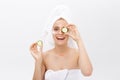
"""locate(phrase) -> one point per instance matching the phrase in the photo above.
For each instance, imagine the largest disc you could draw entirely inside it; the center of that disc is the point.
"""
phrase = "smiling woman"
(62, 61)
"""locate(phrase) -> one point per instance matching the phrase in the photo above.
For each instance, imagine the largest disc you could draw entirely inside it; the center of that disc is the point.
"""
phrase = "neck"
(61, 50)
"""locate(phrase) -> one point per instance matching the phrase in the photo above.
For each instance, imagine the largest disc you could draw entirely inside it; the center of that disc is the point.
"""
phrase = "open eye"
(56, 28)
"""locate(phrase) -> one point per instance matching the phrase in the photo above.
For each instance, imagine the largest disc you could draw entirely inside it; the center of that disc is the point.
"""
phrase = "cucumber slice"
(39, 43)
(64, 29)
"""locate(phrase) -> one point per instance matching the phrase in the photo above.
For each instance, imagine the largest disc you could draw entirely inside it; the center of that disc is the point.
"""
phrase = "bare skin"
(62, 56)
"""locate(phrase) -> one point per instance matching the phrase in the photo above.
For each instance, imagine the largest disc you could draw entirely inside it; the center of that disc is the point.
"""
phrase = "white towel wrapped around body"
(65, 74)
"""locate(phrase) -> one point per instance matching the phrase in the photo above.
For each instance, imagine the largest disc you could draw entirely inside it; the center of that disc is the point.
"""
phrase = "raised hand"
(36, 51)
(73, 32)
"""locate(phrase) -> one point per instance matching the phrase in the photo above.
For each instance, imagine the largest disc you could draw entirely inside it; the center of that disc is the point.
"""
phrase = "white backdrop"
(20, 25)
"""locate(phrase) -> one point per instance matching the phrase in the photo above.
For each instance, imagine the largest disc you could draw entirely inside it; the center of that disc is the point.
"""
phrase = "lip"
(60, 38)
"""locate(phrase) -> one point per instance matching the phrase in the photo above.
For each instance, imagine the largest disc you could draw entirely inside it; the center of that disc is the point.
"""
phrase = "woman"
(61, 62)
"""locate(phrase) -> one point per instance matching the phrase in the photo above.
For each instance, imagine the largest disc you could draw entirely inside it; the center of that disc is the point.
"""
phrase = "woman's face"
(60, 38)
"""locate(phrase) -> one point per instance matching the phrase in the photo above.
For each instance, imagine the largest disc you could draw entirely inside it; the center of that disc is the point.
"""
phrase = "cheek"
(53, 36)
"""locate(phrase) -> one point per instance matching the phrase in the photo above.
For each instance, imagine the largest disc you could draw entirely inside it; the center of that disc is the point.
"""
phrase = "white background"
(20, 25)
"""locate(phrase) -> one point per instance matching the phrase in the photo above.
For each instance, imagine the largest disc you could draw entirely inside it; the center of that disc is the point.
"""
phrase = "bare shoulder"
(74, 50)
(47, 54)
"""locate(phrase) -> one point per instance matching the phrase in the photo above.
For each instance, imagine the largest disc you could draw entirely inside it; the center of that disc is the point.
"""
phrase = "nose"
(60, 31)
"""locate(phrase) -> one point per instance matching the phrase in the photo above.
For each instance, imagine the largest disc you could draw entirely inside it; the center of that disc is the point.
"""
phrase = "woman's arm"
(39, 64)
(39, 71)
(84, 61)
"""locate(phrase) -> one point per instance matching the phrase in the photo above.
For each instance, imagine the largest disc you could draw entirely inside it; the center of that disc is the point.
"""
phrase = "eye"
(56, 29)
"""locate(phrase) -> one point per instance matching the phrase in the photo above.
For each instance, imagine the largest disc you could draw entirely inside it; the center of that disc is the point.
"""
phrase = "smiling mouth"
(60, 38)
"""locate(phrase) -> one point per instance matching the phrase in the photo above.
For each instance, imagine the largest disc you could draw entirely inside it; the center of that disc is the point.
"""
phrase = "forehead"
(60, 22)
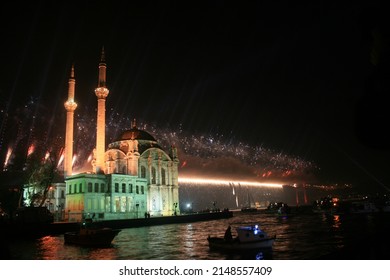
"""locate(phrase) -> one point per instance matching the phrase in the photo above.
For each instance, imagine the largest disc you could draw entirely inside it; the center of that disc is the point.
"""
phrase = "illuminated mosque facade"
(132, 178)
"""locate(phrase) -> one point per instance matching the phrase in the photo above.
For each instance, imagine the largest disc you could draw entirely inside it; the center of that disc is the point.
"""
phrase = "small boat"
(248, 238)
(90, 234)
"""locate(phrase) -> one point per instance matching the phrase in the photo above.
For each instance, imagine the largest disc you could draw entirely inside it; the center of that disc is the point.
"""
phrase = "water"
(299, 237)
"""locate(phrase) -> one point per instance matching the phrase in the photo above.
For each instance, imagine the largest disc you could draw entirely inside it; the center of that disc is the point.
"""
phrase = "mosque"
(132, 178)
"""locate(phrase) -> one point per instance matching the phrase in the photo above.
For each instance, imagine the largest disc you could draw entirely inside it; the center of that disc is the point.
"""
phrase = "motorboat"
(249, 237)
(90, 234)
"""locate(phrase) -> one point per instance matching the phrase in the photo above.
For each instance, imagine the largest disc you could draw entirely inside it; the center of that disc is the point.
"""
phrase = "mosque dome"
(136, 134)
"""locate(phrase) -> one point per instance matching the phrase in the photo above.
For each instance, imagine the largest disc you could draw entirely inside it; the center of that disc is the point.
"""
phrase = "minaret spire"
(70, 107)
(101, 93)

# What the task requires
Every line above must appear in the answer unchanged, and no picture may appear in it.

# Result of the exercise
"""locate(phrase) -> one point per instance matching the phrase in the photo above.
For each instance, imagine the largest disc you could draw entirely inside it; the center of that disc is the point.
"""
phrase = "smiling woman"
(62, 61)
"""locate(phrase) -> one point per instance matching the phrase in the photo above.
For each instance, imagine the largest disc you could draw entirely inside it; the center of that disc is the point.
"""
phrase = "neck"
(61, 50)
"""locate(phrase) -> one point per instance matching the phrase in the photo above.
For each instance, imagine the largest disc you could draw entirely inside it; the center of that disc is the point.
"""
phrase = "open eye"
(56, 28)
"""locate(phrase) -> one point per instance matching the phrase in the photo above.
For each instance, imagine the largest disc you could draw entirely inside it; the center of that disc is the point.
"""
phrase = "cucumber slice"
(39, 43)
(64, 29)
"""locate(phrase) -> one point per instance matching the phrase in the photo above.
For each instance, imagine the largest disc you could draw entirely inside it; the center of that disc is the point.
"""
phrase = "bare skin"
(62, 56)
"""locate(phrase) -> one point per instance matching the phrase in the photo above.
For each instance, imagine the largest disc you could draw entirely inside it; the center of that disc is the point.
"""
phrase = "white towel wrapped around body"
(65, 74)
"""locate(phrase) -> one point per instance matching the phrase in the photo above.
For each instance, imagine the largest disc you could draw entirely inside it; the center of that disc is the point.
"""
phrase = "raised hand"
(36, 51)
(73, 32)
"""locate(phrase) -> one point per instance matching the phrase in the photo above.
For each instance, imagine the largest disc you could draw entirely inside it; the center of that disc is the point.
"""
phrase = "white backdrop"
(20, 25)
"""locate(phrase) -> one point per instance matching the phrase in the photo above.
For each instance, imagine the largest disc you could draw entirely inside it; the center of that disc is the point.
"""
phrase = "lip"
(60, 38)
"""locate(phrase) -> one point per instance matching the phrase in the photo above.
For each instance, imagine the largest disc you could draw entirely inside it; the center of that disc is the point.
"""
phrase = "woman"
(61, 62)
"""locate(phrase) -> one point per instance matching the phrase in the photo above.
For each instance, imagine the largest disc you could draw entirely inside it; the center of that disc is the point.
"""
phrase = "woman's face"
(60, 38)
"""locate(phrase) -> one point per instance matching the phrase in the photo above.
For each instance, imagine the largest disc you could draw entirely inside it; the center of that disc is the point.
"""
phrase = "cheek"
(53, 36)
"""locate(phrase) -> one point per instance matching the phrase in the photo above.
For each instance, imagine the largest disc you could draw entirely inside it; the center of that disc is the point.
"""
phrase = "white background"
(20, 25)
"""locate(phrase) -> one point per instance matching the phrase in the photo above.
For each instance, imagine the largest disc you could draw entirely inside it; the center of that disc is the point.
"""
phrase = "bare shoulder"
(74, 50)
(47, 54)
"""locate(phrase) -> one point per instance matching the phrase in the photo above.
For each instance, imagine the largest disc you could draw entirely inside it; the center of that disc is the point.
"""
phrase = "nose"
(60, 31)
"""locate(phrase) -> one point per instance matching the phrase in the photo above.
For each instance, imagine the largest disc you could draw entirely inside it; the center of that disc is the point.
"""
phrase = "woman's arm"
(39, 64)
(39, 71)
(84, 61)
"""locate(phrase) -> one point per instance matching the phrase in the photo above.
For each instance, imagine the largest disc you could draw entirely inside it; the center of that disc is the point.
"""
phrase = "eye"
(56, 29)
"""locate(phrase) -> one point per instance matching the phrase in the photo above.
For each instance, imagine the largest disc you could draw entirely inside it; the center of that disc is the point.
"""
phrase = "smiling mouth"
(60, 38)
"""locate(phrase) -> one point per instance matching the phrase in the photo above.
For each instance, imagine the largest disc you could draw entirely inside it; the center of that disc is the point.
"""
phrase = "forehead"
(60, 22)
"""locate(phrase) -> one point per instance matching the phrase in the photo above.
For each instance, imagine the largest disc you could draw entirely inside it; the center of that disc is the point.
"""
phrase = "illuminated mosque facade"
(132, 178)
"""locate(phrase) -> one point per instance matching the phrase in the photo above.
For each instance, imagine the largest disc you could draw entirely inside it; the center of that disc is the point.
"""
phrase = "small boat"
(248, 238)
(90, 234)
"""locate(phrase) -> one point per instance matching the phrase in the photo above.
For each instance, imagine the largest disc you could draw entirely inside it; the center of that disc is the point.
"""
phrase = "water"
(299, 237)
"""locate(phrase) -> one point per instance matching the phrase in the photo above.
For each instance, imagine the largest disc you could draw entirely inside it; the center of that disc is the point.
"""
phrase = "mosque"
(132, 178)
"""locate(phrase) -> one point per instance matching the phrase in the photo above.
For each instance, imagine the largest disc you could draw entirely inside it; the center of that disc is the point.
"""
phrase = "motorboat"
(249, 237)
(90, 234)
"""locate(phrase) -> one point per instance matching the phrase in the photo above.
For each instance, imagine the largest disc you could draw entirely inside it; the center of that disc is the point.
"""
phrase = "mosque dome"
(136, 134)
"""locate(phrase) -> one point per instance matching the phrase in the photo above.
For each instance, imagine the largest disc you could draw entirely inside it; the center of that disc is the point.
"""
phrase = "minaret spire"
(70, 107)
(101, 93)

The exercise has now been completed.